··· TRECHO CITADO
McKenna – Não é uma experiência que possa ser reproduzida, porque são quase 60 anos de desenvolvimento. Nós acabamos de visitar a universidade (PUCRS) e aquele é um ambiente maravilhoso. Você tem universidade, negócios, governo, empresas consolidadas, startups. Você tem esse microcosmo e consegue sentir a energia. As pessoas que visitam o Vale do Silício dizem que você simplesmente consegue sentir a vibração, a energia. Você consegue sentir isso naquele grupo onde estávamos no Tecnopuc. E eu acho que aquele é um bom modelo, o melhor que eu já vi. Há muitos lugares tentando reproduzir o ambiente do Vale do Silício, mas esse foi o melhor modelo que eu vi. Nos últimos 10 anos, o número de empresas que abriram capital diminuiu. Não se tem visto o mesmo nível de retorno. Mais empresas têm sido adquiridas por grandes empresas. Então elas têm estratégias de saída, como chamam – eu não gosto dessa expressão. Steve Jobs se perguntava quem inventou essa expressão, já que as pessoas deveriam construir empresas e não estratégias para deixá-las. Mas eles precisam fazer isso porque os investidores exigem retorno de seu dinheiro. Essa é provavelmente a maior ameaça.

ZH – Em países como o Brasil, não há muitos investidores anjo ou de risco. Como se constrói um ambiente similar? É necessário que o governo invista ou traga pessoas de outros países?
······
··· DADOS PARA ANÁLISE
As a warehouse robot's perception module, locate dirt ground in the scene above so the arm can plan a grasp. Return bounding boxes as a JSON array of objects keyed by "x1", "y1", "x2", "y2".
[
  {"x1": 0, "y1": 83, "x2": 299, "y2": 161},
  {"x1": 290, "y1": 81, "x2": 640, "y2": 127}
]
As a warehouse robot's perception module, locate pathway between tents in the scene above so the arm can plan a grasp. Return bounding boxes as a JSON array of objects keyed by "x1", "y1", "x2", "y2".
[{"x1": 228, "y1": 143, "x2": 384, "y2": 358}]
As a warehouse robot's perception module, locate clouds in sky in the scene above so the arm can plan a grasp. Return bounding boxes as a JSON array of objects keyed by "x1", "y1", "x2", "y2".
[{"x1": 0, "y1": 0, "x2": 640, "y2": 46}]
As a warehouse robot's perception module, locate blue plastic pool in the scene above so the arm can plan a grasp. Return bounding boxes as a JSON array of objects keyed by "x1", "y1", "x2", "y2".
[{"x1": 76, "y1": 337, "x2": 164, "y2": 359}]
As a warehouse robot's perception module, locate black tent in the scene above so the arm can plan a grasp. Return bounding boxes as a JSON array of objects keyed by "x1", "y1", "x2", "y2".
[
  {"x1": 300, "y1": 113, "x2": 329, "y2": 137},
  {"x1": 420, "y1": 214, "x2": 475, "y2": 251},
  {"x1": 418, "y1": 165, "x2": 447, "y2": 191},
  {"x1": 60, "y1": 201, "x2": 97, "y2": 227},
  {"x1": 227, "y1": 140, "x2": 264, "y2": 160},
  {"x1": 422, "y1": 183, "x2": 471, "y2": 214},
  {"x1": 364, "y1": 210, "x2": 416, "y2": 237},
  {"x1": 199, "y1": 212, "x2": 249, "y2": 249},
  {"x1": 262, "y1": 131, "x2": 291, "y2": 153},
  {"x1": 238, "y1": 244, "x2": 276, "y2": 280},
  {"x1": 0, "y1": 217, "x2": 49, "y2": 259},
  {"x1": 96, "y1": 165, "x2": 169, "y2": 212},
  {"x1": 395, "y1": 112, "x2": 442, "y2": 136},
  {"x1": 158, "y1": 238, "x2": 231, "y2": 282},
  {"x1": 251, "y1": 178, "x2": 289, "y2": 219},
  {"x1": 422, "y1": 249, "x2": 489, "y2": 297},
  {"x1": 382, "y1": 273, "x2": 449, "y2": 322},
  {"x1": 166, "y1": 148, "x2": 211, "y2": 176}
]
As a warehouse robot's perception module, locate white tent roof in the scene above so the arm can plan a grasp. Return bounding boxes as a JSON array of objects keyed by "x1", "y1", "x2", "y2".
······
APLICANDO A LEITURA:
1 – Faça um resumo da entrevista em duas frases.
2 – Transcreva, palavra por palavra, a parte da entrevista que começa em "ZH – Em países" e segue até "de outros países?".

SOLUÇÕES DOS PROBLEMAS:
1 – McKenna diz que a experiência de que fala não pode ser reproduzida, porque resulta de quase 60 anos de desenvolvimento, mas considera o ambiente que viu no Tecnopuc, na PUCRS, o melhor modelo que já conheceu. Ele conta que, nos últimos 10 anos, menos empresas abriram capital e mais foram compradas por grandes empresas, e que elas precisam de estratégias de saída porque os investidores exigem retorno, o que ele vê como provavelmente a maior ameaça.

2 –
ZH – Em países como o Brasil, não há muitos investidores anjo ou de risco. Como se constrói um ambiente similar? É necessário que o governo invista ou traga pessoas de outros países?